Starting with the line containing "Your assignment: locate the hardwood" and going on through the line containing "[291, 128, 310, 147]", write out only those lines of the material below, keeping each request line unchanged and shifting every bounding-box coordinate in the answers up by 61.

Stored dataset items
-- Begin --
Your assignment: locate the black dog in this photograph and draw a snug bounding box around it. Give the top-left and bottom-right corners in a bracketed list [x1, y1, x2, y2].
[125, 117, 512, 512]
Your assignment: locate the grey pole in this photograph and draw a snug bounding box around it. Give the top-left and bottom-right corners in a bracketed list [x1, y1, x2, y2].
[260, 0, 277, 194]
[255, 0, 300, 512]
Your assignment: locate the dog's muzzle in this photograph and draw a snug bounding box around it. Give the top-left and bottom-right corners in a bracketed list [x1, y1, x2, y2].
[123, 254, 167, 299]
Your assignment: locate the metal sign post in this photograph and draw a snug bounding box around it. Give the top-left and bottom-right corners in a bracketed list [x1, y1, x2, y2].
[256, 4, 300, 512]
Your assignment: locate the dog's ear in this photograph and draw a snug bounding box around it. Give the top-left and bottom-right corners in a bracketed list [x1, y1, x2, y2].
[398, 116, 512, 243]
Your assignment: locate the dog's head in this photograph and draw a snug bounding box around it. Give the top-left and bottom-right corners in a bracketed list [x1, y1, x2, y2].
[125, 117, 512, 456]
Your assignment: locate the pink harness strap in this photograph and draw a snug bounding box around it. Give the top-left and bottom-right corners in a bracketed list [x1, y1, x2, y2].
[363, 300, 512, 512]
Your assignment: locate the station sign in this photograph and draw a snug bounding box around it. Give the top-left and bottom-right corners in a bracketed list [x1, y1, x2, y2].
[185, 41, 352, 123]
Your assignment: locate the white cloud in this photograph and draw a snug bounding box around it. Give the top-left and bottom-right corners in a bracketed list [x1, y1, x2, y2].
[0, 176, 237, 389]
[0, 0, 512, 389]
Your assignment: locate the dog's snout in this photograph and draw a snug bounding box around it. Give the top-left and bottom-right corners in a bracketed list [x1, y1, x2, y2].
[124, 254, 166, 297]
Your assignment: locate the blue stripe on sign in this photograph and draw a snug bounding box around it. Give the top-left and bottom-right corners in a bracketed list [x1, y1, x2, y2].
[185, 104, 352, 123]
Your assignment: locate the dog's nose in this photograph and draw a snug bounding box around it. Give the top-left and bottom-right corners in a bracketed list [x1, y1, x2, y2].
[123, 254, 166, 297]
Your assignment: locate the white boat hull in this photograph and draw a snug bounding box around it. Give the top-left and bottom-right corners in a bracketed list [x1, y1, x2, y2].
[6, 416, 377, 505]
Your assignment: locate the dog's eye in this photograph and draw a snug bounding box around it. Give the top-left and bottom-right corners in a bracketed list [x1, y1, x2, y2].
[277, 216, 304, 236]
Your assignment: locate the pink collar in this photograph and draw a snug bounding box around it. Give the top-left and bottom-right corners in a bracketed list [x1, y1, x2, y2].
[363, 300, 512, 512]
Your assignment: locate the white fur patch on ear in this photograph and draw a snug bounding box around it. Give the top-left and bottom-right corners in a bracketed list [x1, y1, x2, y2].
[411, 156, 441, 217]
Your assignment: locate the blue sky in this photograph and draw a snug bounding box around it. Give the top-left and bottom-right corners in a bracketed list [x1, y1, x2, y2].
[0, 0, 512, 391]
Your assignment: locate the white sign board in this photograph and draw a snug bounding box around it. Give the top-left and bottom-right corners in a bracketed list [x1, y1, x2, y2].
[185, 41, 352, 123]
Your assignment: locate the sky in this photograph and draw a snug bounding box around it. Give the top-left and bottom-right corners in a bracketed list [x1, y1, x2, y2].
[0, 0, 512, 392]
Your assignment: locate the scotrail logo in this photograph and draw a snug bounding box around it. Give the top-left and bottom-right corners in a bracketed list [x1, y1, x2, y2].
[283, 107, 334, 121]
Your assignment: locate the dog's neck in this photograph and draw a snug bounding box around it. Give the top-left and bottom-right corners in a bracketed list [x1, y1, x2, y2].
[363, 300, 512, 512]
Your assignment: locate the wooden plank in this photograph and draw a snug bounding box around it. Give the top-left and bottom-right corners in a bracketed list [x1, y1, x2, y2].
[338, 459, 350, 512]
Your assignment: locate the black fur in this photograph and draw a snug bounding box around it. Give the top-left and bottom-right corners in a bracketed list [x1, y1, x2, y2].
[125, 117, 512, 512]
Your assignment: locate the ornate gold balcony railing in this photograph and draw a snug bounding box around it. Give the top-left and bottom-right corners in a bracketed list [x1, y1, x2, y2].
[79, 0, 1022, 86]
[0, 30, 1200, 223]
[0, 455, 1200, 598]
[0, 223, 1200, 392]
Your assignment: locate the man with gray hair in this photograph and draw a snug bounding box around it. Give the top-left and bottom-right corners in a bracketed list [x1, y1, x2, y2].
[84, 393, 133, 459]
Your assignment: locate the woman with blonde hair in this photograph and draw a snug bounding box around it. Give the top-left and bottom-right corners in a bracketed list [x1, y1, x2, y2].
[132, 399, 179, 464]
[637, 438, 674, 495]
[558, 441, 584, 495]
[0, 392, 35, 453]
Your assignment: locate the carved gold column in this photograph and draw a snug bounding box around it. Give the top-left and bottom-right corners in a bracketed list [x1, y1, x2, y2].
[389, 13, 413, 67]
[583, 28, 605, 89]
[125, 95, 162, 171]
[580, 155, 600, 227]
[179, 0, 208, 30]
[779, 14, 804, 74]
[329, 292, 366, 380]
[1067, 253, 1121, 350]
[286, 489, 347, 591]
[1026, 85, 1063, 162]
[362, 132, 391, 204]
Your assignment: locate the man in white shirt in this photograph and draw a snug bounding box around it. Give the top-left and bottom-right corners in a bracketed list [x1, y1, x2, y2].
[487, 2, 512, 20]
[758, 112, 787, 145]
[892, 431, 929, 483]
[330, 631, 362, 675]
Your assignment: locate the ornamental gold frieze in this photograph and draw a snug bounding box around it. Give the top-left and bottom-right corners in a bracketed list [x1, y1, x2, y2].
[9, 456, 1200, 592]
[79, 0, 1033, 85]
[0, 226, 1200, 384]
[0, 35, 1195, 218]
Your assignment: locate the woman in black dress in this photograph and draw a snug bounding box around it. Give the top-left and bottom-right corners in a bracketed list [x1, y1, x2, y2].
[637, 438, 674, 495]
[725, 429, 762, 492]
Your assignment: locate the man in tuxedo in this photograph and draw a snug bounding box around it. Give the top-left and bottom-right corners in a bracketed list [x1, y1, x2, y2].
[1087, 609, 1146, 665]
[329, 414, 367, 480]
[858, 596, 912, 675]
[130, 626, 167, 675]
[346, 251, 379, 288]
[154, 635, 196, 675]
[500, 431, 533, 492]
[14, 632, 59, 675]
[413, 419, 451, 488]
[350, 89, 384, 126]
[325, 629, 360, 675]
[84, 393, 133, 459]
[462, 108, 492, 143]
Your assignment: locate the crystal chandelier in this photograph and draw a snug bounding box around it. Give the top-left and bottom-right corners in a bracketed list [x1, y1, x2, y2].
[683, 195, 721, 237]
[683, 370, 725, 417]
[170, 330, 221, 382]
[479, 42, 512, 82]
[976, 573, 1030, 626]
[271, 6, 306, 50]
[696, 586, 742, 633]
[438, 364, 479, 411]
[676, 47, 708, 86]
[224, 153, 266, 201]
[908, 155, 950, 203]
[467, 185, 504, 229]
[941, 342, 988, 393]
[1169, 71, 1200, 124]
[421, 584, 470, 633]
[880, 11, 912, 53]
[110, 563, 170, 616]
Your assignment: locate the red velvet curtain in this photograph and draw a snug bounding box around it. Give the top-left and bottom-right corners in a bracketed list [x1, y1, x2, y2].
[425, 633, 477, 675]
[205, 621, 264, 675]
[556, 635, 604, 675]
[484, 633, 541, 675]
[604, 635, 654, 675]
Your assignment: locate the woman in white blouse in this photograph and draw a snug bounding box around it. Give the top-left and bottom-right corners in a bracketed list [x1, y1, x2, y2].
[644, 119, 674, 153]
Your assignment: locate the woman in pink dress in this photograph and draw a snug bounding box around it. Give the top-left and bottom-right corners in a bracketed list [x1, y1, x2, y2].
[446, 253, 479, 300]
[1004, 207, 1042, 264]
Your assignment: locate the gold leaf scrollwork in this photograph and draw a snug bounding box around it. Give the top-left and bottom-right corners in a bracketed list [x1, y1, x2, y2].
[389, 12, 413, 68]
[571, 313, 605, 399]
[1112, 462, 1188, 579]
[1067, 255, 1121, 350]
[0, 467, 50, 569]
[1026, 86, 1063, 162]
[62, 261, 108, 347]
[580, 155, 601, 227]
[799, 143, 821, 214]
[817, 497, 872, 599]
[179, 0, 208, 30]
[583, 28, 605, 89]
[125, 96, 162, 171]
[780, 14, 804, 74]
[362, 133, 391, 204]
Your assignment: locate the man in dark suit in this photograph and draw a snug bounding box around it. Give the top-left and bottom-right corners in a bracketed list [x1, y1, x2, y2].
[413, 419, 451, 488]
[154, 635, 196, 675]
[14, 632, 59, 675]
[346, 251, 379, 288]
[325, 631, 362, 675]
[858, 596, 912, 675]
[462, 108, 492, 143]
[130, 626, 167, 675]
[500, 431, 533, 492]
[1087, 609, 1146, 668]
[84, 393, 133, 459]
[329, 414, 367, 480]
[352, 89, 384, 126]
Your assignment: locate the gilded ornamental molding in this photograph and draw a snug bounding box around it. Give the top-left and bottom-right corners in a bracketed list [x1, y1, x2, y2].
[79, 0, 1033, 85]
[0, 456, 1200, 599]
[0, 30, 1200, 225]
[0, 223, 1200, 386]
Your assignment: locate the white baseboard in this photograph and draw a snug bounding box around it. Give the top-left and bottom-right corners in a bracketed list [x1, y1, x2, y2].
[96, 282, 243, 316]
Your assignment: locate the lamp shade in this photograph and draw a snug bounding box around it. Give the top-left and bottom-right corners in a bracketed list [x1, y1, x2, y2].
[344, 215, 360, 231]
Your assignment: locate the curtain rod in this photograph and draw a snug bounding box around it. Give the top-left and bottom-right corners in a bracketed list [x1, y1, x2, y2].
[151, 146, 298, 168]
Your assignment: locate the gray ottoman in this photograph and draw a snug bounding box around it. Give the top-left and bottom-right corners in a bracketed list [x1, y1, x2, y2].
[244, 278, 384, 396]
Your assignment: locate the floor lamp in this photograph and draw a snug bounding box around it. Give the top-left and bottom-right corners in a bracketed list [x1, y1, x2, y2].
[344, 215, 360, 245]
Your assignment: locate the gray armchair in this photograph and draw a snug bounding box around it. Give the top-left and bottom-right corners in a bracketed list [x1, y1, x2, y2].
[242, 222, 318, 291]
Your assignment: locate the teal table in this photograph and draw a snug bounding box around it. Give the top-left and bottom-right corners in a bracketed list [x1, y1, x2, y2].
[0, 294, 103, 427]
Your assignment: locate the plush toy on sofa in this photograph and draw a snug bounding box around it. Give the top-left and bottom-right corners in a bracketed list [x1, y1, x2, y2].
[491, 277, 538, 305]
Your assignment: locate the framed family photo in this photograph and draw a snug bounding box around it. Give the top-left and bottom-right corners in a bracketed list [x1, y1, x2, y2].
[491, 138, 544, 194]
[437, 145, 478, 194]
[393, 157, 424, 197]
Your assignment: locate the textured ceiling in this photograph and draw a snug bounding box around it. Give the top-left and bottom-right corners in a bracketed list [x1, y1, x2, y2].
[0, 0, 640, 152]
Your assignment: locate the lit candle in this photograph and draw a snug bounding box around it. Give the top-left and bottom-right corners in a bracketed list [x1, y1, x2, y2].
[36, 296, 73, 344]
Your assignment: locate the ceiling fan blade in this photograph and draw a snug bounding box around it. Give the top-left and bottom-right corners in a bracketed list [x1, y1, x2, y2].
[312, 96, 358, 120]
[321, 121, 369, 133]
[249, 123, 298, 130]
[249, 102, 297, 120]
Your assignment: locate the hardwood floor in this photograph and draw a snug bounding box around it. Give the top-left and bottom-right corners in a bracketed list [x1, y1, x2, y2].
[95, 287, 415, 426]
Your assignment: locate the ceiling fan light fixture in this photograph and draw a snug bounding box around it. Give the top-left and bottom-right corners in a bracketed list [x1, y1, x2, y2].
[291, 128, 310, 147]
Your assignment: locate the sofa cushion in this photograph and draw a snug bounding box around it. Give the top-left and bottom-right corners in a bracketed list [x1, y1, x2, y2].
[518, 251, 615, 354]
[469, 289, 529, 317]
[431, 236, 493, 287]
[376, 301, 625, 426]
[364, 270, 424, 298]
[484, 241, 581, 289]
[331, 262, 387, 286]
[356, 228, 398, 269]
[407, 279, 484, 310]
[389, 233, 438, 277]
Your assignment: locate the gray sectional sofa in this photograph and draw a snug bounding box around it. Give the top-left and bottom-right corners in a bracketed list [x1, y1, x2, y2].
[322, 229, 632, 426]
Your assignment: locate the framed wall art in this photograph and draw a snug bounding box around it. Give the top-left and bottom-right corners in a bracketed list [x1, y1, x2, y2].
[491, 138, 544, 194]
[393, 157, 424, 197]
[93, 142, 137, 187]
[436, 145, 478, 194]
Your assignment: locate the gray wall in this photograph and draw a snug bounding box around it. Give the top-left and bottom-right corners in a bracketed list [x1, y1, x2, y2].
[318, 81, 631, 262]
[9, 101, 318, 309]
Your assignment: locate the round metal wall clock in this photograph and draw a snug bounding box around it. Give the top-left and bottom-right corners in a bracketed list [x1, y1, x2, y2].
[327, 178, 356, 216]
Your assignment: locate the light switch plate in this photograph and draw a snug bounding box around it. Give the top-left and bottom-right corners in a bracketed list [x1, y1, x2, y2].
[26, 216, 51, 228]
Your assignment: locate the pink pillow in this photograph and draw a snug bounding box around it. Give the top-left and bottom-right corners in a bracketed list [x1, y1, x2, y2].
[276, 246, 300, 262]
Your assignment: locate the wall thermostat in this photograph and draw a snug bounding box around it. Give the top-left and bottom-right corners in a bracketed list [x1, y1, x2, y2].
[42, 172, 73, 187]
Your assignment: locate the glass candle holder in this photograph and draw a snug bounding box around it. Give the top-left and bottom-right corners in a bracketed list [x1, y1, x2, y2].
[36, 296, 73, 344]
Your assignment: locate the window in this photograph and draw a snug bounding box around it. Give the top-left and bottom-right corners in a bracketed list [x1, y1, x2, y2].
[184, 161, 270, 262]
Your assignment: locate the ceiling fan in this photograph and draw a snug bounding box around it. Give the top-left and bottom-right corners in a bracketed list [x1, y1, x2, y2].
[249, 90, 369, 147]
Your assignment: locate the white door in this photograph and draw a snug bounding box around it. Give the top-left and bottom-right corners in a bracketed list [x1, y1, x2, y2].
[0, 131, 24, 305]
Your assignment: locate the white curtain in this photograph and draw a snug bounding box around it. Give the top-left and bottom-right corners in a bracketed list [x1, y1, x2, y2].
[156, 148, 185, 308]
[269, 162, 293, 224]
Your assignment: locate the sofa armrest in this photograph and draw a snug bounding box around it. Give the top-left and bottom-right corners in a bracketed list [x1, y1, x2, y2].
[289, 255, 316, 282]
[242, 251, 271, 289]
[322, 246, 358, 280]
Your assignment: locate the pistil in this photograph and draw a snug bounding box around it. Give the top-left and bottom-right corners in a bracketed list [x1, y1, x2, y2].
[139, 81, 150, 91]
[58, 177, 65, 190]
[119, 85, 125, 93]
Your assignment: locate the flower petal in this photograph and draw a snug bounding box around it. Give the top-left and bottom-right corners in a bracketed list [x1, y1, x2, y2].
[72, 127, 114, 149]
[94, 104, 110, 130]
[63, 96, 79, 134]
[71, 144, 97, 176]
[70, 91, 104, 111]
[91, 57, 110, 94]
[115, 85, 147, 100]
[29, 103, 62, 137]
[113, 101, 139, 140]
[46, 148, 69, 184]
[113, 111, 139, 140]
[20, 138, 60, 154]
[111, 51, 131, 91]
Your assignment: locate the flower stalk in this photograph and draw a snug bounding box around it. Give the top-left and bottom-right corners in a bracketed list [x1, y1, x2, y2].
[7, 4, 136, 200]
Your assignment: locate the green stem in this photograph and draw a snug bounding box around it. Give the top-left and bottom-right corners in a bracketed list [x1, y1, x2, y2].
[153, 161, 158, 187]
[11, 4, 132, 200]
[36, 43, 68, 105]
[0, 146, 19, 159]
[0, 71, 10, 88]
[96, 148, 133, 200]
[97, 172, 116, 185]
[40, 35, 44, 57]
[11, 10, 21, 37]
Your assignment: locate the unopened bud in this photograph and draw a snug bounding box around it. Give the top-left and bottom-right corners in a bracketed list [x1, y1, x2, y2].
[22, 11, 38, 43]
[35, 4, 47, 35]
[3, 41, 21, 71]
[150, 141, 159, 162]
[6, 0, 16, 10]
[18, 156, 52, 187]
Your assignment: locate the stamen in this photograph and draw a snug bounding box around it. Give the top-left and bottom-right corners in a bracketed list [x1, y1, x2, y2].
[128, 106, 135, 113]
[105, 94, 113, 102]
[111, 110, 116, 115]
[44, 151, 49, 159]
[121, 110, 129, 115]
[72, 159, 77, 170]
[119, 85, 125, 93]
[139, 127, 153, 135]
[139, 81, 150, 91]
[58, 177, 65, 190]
-- End --
### WRITTEN SOLUTION
Your assignment: locate the hardwood floor in this photograph and draw a snug bounding box around it. Give the top-left and bottom-right corners in a bracketed list [x1, y1, x2, y2].
[156, 348, 476, 487]
Your assignment: locate the ceiling fan light fixture in this photograph and draw a snug bounding box around it. Give the top-left and bottom-right corners in a bracketed list [x1, y1, x2, y2].
[352, 189, 371, 208]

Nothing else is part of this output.